**What you will do:**
Translate into Spanish this sentence from the passage on FPbase lineage trees: "Node colors represent emission wavelength, and multi-state/photochromic proteins are colored with linear gradients representing each state."

**Text passage:**
#####

Lineage Trees

Lineage trees are shown in three places on the website:

  1. All lineage trees are shown at www.fpbase.org/lineage

  2. Lineages that descend from a particular specifies are shown on organism pages: (for example, Aequorea Victoria: https://www.fpbase.org/organism/6100/)

  3. Individual protein pages show lineage trees containing direct ancestors and descendents of a given protein.

Lineage trees on FPbase depict the historical, directed evolution of proteins, and are not phylogenies based on sequence similarity (though such phylogenies are straightforward to generate, and could be included as well). Nodes in the trees represent individual proteins, and hovering on a node (or tapping on mobile) shows the mutations to the parental protein sequence that yield the sequence of the child protein, along with the reference that introduced the protein. Clicking on a node brings you to the protein page. Node colors represent emission wavelength, and multi-state/photochromic proteins are colored with linear gradients representing each state.

#####

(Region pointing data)
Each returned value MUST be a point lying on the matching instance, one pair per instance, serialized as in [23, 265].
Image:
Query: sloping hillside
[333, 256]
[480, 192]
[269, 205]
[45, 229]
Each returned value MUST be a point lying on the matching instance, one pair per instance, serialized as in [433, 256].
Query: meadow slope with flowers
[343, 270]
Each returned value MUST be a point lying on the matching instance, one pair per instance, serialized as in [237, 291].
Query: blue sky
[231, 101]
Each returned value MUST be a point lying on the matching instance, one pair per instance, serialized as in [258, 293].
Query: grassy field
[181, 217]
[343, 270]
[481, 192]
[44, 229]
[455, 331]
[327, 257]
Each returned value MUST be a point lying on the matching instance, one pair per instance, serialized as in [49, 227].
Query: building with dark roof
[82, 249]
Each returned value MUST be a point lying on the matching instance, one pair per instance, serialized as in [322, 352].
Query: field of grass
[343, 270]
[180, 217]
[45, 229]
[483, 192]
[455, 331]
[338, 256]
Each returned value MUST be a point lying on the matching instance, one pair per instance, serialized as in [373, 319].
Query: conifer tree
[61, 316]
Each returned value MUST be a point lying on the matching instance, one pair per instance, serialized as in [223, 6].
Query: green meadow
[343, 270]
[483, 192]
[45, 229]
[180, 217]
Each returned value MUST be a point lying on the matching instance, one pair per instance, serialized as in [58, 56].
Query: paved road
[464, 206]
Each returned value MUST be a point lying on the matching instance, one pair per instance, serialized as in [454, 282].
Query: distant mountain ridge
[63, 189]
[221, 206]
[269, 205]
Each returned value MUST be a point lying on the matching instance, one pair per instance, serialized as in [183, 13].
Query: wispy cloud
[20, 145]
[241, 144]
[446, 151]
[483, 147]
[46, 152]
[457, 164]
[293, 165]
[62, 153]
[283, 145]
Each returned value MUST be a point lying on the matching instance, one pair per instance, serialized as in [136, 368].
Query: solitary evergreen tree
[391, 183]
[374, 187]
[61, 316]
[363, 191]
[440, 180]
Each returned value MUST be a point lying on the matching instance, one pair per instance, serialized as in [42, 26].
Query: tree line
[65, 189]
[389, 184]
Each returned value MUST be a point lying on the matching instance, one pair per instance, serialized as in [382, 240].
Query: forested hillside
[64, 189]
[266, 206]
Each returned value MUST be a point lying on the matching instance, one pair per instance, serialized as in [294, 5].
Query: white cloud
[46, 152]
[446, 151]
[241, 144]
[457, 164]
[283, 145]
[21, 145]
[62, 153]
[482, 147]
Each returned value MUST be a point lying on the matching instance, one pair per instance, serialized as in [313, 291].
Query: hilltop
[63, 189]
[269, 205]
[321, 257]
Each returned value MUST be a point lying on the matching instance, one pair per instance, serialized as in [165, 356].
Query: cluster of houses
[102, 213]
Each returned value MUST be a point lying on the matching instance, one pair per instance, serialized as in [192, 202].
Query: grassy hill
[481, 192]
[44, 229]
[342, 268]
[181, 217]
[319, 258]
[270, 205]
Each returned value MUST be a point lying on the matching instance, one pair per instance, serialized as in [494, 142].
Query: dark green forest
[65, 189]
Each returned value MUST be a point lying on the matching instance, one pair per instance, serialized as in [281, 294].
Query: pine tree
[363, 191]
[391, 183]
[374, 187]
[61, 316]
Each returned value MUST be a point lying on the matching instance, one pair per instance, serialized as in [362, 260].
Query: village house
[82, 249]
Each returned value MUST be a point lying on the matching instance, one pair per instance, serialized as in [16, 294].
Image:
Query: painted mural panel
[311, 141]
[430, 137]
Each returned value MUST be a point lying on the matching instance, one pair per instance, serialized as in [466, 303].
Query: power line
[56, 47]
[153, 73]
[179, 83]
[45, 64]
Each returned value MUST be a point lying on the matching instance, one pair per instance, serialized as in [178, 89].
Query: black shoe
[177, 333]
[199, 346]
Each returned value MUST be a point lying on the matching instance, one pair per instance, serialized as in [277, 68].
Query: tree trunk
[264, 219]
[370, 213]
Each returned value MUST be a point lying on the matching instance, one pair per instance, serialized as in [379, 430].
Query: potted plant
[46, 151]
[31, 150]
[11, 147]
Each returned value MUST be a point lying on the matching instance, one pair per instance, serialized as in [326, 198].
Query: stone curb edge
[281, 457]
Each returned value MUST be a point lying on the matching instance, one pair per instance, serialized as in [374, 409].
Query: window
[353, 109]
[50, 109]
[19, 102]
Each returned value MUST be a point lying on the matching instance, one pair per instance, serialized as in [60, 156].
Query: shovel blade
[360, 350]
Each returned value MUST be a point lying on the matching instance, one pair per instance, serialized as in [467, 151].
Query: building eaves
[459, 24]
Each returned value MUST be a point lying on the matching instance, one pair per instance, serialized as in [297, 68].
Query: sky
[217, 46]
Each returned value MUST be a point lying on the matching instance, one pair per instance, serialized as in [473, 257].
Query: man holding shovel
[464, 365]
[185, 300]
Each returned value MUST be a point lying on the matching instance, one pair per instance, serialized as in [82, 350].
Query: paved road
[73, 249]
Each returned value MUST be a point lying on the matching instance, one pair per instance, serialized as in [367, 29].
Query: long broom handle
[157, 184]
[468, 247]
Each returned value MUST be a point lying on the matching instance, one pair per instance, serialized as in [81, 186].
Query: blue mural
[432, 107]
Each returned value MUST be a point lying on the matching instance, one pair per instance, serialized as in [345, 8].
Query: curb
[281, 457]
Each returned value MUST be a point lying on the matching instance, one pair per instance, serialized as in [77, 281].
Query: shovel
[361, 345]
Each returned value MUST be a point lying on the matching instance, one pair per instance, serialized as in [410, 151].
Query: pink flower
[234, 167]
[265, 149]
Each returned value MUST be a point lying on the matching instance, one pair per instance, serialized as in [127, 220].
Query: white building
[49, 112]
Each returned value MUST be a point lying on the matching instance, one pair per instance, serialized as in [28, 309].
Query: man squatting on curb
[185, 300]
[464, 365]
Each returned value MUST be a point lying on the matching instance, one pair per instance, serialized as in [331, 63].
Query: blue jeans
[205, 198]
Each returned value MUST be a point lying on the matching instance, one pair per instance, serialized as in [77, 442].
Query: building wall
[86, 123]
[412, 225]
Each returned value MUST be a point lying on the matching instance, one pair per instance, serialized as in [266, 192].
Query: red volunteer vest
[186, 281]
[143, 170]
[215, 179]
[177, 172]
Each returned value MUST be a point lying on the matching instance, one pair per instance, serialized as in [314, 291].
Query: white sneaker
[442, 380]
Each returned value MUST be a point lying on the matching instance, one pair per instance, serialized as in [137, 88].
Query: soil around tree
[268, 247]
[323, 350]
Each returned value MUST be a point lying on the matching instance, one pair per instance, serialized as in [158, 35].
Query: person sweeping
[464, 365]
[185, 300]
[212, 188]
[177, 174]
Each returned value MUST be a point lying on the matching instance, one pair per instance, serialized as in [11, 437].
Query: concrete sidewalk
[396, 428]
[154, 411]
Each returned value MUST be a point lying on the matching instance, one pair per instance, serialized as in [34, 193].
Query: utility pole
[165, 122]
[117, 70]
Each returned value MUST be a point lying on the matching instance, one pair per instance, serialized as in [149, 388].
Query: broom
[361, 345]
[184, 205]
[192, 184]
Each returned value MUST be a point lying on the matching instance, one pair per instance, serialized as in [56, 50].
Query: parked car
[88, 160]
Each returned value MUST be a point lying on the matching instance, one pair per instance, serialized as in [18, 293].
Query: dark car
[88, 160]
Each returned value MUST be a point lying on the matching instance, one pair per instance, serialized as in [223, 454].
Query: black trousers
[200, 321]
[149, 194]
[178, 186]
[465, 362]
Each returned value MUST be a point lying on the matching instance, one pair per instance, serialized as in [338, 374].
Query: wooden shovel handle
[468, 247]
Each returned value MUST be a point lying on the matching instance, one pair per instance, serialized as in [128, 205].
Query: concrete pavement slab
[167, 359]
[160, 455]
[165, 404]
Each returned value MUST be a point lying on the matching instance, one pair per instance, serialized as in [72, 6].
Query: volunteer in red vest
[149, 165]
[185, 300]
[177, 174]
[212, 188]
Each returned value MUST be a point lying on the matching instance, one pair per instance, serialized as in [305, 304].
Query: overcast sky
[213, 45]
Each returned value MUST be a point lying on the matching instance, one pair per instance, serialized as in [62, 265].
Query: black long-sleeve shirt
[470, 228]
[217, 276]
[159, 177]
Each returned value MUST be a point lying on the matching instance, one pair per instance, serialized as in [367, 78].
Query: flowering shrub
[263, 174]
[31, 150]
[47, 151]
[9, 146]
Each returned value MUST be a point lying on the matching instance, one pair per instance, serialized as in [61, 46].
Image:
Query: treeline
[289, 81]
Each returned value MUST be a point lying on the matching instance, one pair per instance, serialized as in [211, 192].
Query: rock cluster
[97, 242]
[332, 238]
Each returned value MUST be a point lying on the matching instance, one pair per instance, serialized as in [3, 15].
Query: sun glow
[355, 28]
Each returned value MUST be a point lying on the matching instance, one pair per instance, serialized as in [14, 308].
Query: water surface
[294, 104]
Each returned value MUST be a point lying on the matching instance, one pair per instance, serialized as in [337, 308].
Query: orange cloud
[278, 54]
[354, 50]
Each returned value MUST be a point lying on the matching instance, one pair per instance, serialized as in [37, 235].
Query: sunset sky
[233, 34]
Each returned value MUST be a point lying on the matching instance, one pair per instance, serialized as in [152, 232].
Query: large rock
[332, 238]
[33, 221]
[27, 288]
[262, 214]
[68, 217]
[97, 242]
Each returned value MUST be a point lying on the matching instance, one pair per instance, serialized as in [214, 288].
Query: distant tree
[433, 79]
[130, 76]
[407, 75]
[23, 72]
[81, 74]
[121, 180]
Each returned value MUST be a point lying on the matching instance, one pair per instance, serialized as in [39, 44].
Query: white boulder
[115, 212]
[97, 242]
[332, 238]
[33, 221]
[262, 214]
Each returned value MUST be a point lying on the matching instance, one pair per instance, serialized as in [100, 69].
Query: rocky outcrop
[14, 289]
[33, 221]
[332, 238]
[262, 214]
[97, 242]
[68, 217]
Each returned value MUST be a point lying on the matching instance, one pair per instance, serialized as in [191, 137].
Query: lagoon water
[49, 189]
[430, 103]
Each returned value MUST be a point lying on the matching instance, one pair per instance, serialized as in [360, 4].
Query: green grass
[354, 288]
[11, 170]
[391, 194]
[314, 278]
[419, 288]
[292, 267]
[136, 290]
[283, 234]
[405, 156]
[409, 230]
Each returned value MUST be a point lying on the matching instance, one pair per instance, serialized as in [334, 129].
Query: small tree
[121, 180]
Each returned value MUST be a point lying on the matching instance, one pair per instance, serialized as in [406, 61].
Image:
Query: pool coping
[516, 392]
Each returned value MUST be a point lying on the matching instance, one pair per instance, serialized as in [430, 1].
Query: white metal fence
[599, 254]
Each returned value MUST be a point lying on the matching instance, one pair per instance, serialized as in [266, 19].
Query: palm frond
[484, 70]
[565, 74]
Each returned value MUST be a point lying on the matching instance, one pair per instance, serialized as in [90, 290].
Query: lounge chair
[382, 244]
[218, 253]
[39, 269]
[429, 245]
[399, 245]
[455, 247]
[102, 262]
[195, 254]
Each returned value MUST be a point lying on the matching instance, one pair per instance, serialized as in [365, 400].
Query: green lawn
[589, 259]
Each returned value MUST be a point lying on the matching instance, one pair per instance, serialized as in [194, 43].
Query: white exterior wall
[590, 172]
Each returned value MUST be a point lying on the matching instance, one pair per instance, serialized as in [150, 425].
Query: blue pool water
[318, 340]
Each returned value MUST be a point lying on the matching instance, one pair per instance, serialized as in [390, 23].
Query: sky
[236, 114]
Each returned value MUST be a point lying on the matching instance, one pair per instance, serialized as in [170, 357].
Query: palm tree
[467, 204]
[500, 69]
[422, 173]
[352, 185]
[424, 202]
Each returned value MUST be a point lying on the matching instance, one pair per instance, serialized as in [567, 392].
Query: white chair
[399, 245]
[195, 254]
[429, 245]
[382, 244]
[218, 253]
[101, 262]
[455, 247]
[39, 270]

#####

**Exercise output:**
Los colores de los nodos representan la longitud de onda de emisión, y las proteínas multiestado/fotocrómicas se colorean con gradientes lineales que representan cada estado.